* **What you have to do**
Return every line in the listing below that contains the word "slope".

* **Exercise materials**
----------------

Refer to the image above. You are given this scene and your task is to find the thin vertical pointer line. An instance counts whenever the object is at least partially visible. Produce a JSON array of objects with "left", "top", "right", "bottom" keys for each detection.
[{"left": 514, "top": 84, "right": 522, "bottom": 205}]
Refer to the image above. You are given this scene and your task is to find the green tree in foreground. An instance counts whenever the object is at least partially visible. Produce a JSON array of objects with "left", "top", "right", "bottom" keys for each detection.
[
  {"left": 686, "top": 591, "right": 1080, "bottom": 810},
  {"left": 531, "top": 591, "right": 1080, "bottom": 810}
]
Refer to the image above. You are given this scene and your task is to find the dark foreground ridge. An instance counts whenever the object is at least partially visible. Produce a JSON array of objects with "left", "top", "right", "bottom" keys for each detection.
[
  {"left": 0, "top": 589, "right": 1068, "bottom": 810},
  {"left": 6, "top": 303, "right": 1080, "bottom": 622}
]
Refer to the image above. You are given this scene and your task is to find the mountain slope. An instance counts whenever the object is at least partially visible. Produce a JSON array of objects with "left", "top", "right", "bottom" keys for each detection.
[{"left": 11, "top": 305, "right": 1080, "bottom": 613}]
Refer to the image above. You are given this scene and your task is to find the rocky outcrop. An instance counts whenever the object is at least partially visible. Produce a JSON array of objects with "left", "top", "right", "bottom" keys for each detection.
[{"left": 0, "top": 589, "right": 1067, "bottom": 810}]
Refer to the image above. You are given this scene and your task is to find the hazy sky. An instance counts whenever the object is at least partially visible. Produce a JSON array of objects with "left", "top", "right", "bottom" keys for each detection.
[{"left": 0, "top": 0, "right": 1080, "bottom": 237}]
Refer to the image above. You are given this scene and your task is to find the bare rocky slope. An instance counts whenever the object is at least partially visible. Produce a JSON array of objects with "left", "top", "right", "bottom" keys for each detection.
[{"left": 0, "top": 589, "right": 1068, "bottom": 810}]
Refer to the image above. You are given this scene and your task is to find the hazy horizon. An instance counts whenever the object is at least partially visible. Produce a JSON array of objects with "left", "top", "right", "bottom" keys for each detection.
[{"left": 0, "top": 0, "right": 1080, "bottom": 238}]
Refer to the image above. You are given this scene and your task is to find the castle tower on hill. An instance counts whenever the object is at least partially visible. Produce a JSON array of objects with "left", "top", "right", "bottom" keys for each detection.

----------------

* **Solved exercise**
Refer to the image above. You are given this scene and your task is to find the mountain slope. An instance counts whenever the object is at least partially visible. Produce a JSON array of objects with "left", "top", "right", "bottom" keys for each detection.
Refer to the image above. You are given this scene and your task is to find the bare rocky slope. An instance counts whenever the object is at least partially visible. Produce a JSON array of objects with "left", "top", "right", "bottom" keys for each detection.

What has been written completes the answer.